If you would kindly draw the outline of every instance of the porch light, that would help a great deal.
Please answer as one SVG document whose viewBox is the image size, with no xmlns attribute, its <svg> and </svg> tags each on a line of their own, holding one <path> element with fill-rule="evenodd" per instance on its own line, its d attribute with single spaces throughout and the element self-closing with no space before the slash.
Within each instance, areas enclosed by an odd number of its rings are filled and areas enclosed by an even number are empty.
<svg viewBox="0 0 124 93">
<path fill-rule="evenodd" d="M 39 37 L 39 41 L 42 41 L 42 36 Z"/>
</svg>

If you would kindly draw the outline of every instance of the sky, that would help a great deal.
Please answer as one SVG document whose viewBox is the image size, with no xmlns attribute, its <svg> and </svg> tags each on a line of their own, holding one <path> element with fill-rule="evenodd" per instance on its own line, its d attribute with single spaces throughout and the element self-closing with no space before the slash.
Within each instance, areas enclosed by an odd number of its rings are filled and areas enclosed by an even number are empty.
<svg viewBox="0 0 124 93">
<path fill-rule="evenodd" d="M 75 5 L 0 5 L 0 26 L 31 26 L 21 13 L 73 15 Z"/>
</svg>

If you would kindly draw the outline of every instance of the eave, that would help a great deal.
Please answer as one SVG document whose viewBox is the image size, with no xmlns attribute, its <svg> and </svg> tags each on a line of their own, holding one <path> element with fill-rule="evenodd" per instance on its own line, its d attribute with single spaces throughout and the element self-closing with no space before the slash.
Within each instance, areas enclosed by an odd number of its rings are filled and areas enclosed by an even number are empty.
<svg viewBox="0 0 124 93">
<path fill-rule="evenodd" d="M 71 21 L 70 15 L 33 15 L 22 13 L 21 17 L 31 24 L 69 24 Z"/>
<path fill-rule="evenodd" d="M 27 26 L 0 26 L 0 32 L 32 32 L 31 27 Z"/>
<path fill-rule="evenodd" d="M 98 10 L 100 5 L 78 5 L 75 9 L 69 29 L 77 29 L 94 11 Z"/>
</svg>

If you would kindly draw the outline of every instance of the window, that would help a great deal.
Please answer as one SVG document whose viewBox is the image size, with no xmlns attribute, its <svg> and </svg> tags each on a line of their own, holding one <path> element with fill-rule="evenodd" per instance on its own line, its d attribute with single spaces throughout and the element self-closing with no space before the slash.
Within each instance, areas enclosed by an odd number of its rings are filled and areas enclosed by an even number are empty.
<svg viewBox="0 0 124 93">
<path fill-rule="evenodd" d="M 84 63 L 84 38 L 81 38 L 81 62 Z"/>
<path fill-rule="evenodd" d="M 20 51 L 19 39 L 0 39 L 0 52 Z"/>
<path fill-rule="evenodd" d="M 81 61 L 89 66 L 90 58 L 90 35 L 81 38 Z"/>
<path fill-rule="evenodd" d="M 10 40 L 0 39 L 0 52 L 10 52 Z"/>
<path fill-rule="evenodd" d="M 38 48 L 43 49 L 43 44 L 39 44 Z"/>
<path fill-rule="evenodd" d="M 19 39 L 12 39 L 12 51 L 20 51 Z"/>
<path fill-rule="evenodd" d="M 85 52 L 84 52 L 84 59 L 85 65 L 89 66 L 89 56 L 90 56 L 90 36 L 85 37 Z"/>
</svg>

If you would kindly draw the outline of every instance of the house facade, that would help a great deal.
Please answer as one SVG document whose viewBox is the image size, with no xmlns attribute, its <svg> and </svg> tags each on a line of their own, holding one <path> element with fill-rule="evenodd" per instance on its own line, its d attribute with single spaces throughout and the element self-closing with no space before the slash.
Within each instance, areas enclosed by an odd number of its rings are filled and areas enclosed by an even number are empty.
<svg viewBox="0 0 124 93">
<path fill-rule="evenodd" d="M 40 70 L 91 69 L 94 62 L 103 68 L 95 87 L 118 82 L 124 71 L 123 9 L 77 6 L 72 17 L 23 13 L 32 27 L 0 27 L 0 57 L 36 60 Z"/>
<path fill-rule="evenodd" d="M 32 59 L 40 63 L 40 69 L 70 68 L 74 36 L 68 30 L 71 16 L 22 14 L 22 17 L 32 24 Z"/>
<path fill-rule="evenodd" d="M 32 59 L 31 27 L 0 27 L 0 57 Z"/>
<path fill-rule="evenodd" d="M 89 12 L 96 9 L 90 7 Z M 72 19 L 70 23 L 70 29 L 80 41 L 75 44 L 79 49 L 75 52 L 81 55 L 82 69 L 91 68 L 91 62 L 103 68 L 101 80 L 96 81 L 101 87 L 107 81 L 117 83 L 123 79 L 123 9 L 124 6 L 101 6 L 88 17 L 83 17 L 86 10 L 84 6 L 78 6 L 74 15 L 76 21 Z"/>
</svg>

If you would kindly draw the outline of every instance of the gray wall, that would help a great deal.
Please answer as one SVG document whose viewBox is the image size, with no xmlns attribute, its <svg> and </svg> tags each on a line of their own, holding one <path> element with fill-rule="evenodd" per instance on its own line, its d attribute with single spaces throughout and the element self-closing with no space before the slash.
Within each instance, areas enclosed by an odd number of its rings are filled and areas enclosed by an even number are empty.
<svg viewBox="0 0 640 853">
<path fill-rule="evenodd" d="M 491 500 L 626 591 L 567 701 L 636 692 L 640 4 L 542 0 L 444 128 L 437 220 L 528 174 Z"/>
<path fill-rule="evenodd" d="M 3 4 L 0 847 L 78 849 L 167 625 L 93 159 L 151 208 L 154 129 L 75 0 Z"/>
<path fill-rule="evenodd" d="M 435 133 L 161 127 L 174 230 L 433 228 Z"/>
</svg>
********************
_Exercise prompt_
Retype the entries above exactly as they appear.

_Your response_
If you would kindly draw the outline of every instance of the porch light, that would help a great deal.
Please answer as one SVG document whose viewBox is the image size, with no xmlns attribute, its <svg> and </svg> tags each on a line of their own, holding one <path> element with fill-rule="evenodd" per instance on its own line, its d attribute with single spaces throughout and the element self-closing with no space before the slash.
Within each instance, areas enclosed by an odd number of its rings are filled and areas enclosed by an even number are empty.
<svg viewBox="0 0 124 93">
<path fill-rule="evenodd" d="M 39 37 L 39 41 L 42 41 L 42 36 Z"/>
</svg>

If you would kindly draw the outline of every instance of the sky, that would help a great deal.
Please answer as one SVG document whose viewBox is the image size, with no xmlns attribute, its <svg> and </svg> tags each on a line of their own, holding one <path> element with fill-rule="evenodd" per instance on its own line, its d attribute with single spaces throughout and the element self-closing with no space before the slash.
Within each instance, areas enclosed by an odd number of its rings are filled and areas enclosed by an even number are empty.
<svg viewBox="0 0 124 93">
<path fill-rule="evenodd" d="M 75 5 L 0 5 L 0 26 L 31 26 L 21 13 L 73 15 Z"/>
</svg>

If you would kindly draw the outline of every instance of the eave, that would help a great deal.
Please answer as one SVG document whose viewBox is the image size, with no xmlns attribute, its <svg> and </svg> tags each on a line of their own, holding one <path> element with fill-rule="evenodd" per instance on its own line, its d attribute with single spaces throughout and the element self-closing with no space before the slash.
Within each instance, areas enclosed by an odd number of its rings are filled and areas enclosed by an even number are empty.
<svg viewBox="0 0 124 93">
<path fill-rule="evenodd" d="M 71 21 L 70 15 L 33 15 L 22 13 L 21 17 L 31 24 L 69 24 Z"/>
<path fill-rule="evenodd" d="M 27 26 L 0 26 L 0 32 L 32 32 L 31 27 Z"/>
<path fill-rule="evenodd" d="M 98 10 L 100 5 L 78 5 L 75 9 L 69 29 L 77 29 L 94 11 Z"/>
</svg>

If you would kindly draw the outline of every instance of the window, that would help a great deal.
Please answer as one SVG document whose viewBox is the image size, with no xmlns attribute, its <svg> and </svg> tags each on a line of their own, holding one <path> element with fill-rule="evenodd" per instance on its own line, its d attribute with single spaces throughout and the element self-closing with no space before the slash.
Within each instance, areas enclosed by an odd number of its rings are filled and areas enclosed by an even number are empty.
<svg viewBox="0 0 124 93">
<path fill-rule="evenodd" d="M 84 63 L 84 38 L 81 38 L 81 62 Z"/>
<path fill-rule="evenodd" d="M 20 51 L 19 39 L 0 39 L 0 52 Z"/>
<path fill-rule="evenodd" d="M 81 61 L 89 66 L 90 58 L 90 35 L 81 38 Z"/>
<path fill-rule="evenodd" d="M 10 40 L 0 39 L 0 52 L 10 52 Z"/>
<path fill-rule="evenodd" d="M 38 48 L 43 49 L 43 44 L 39 44 Z"/>
<path fill-rule="evenodd" d="M 19 39 L 12 39 L 12 51 L 20 51 Z"/>
<path fill-rule="evenodd" d="M 85 52 L 84 52 L 84 59 L 85 65 L 89 66 L 89 56 L 90 56 L 90 36 L 85 37 Z"/>
</svg>

If you would kindly draw the outline of every instance of the house facade, that would help a great deal.
Please answer as one SVG document whose viewBox is the image size, with no xmlns attribute, its <svg> and </svg> tags each on a line of their own, holding one <path> element with fill-rule="evenodd" per instance on its own line, its d attribute with single spaces throughout and the element self-closing with no space before the slash.
Within each instance, areas enclosed by an odd number of its rings are filled and areas enclosed by an even number are empty.
<svg viewBox="0 0 124 93">
<path fill-rule="evenodd" d="M 40 70 L 91 69 L 94 62 L 103 68 L 95 87 L 118 82 L 124 71 L 123 9 L 77 6 L 72 17 L 23 13 L 32 27 L 0 27 L 0 57 L 36 60 Z"/>
<path fill-rule="evenodd" d="M 32 59 L 40 63 L 40 69 L 70 68 L 74 36 L 68 30 L 71 16 L 22 14 L 22 17 L 32 24 Z"/>
<path fill-rule="evenodd" d="M 32 59 L 31 27 L 0 27 L 0 57 Z"/>
<path fill-rule="evenodd" d="M 89 12 L 96 9 L 90 7 Z M 72 19 L 70 23 L 70 29 L 80 41 L 75 44 L 79 49 L 75 52 L 81 55 L 82 69 L 91 68 L 91 62 L 103 68 L 101 80 L 96 81 L 101 87 L 107 81 L 117 83 L 123 79 L 123 9 L 124 6 L 101 6 L 88 17 L 83 17 L 86 10 L 84 6 L 78 6 L 74 15 L 76 21 Z"/>
</svg>

If you would kindly draw the outline of every instance of the gray wall, that would help a great deal.
Please answer as one SVG document whose viewBox is the image size, with no xmlns attribute, its <svg> and </svg> tags each on a line of their own, holding one <path> element with fill-rule="evenodd" per instance on its own line, its d attribute with single spaces throughout and the element self-closing with no space before the slash.
Within each instance, areas enclosed by an odd number of its rings are filled and areas enclosed by an even number are empty.
<svg viewBox="0 0 640 853">
<path fill-rule="evenodd" d="M 491 500 L 626 591 L 567 701 L 636 692 L 640 4 L 542 0 L 444 128 L 437 220 L 528 174 Z"/>
<path fill-rule="evenodd" d="M 3 4 L 0 847 L 78 849 L 167 625 L 93 159 L 151 208 L 154 129 L 75 0 Z"/>
<path fill-rule="evenodd" d="M 435 133 L 161 127 L 174 230 L 433 228 Z"/>
</svg>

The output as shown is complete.